A good literature review provides an overview of research on a topic, discusses and compares the major authors and works within the given parameters of the review, and sometimes identifies gaps in the research.
Penrose Library subscribes to many databases that index literature review articles. Some of these databases let you limit your search specifically to literature reviews. From the Advanced search screen in PsycInfo, for example, select to limit your results by Methodology, and choose Literature Review. PubMed, the freely-available version of Medline, is another database that permits limiting by literature review, specifically systematic reviews. In PubMed you can select the Limits option (to the right of the search box) and then under Type of Article, choose Review, or from the main PubMed page, under PubMed Tools, click on Clinical Queries and limit your results to Systematic Reviews. Web of Science, which includes Science Citation Index, Social Sciences Citation Index, and Arts and Humanities Citation Index, enables you to refine your search by Document Type. After you have conducted your initial search, on the left menu select Document Type, Review, and click the Refine button. If you don’t see Review displayed in your initial results, try clicking on the “more options/values” link to display all document types available.
Some databases will indicate in the subject terms that the article is a literature review. SocIndex with Full Text, for example, uses “Literature Reviews” as a subject heading. In this database, you can type your topic keywords in the search box, and then add “Literature Reviews” to the next line and limit it to the SU Subject Terms field.

REQUIRED WORK -
(a) Please reproduce the text on finding literature reviews word for word, starting at "A good literature" and ending at "in the research.".
(b) From the text on finding literature reviews, list every citation index that Web of Science is said to include.
(c) Carry on writing the text on finding literature reviews, picking up right after its final sentence.

DATASET SECTION -
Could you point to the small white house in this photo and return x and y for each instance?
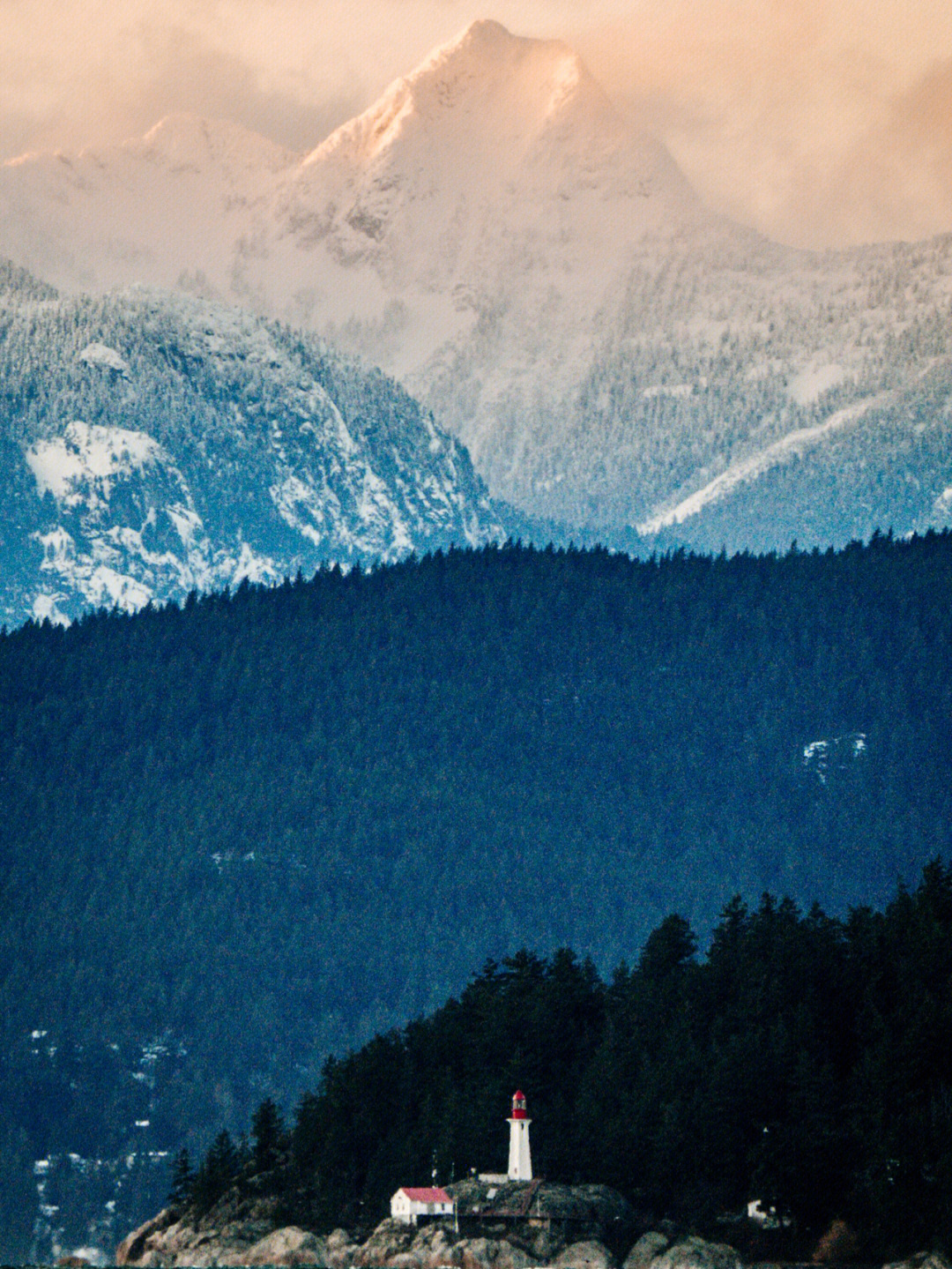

RESULTS OF THE EXERCISE -
(a)
A good literature review provides an overview of research on a topic, discusses and compares the major authors and works within the given parameters of the review, and sometimes identifies gaps in the research.

(b)
Science Citation Index
Social Sciences Citation Index
Arts and Humanities Citation Index

(c)
What do you do, however, when a database doesn’t have the option to limit to literature reviews? Often a literature review will include these terms in the title or the abstract of the review, such as the article, “Sexual Assault in the U.S. Military: A Review of the Literature and Recommendations for the Future.” Try searching with the phrase, literature review* or words literature and review* and limit your terms to the title or abstract field, or leave your terms set to the default keyword search. This strategy can be employed in our subscription databases and also in Google Scholar. Although this strategy isn’t perfect, since it will sometimes pick up articles that include a brief literature review (usually mentioned in the abstract) rather than being a full review article, you will be able to find some literature reviews on your topic. Keep in mind that literature reviews address many areas of research. If you are looking for a literature review on a very narrow topic and are unsuccessful, try broadening the scope of your subject keywords. If the database has a thesaurus, use this tool to help you identify narrower, broader, and related subject terms.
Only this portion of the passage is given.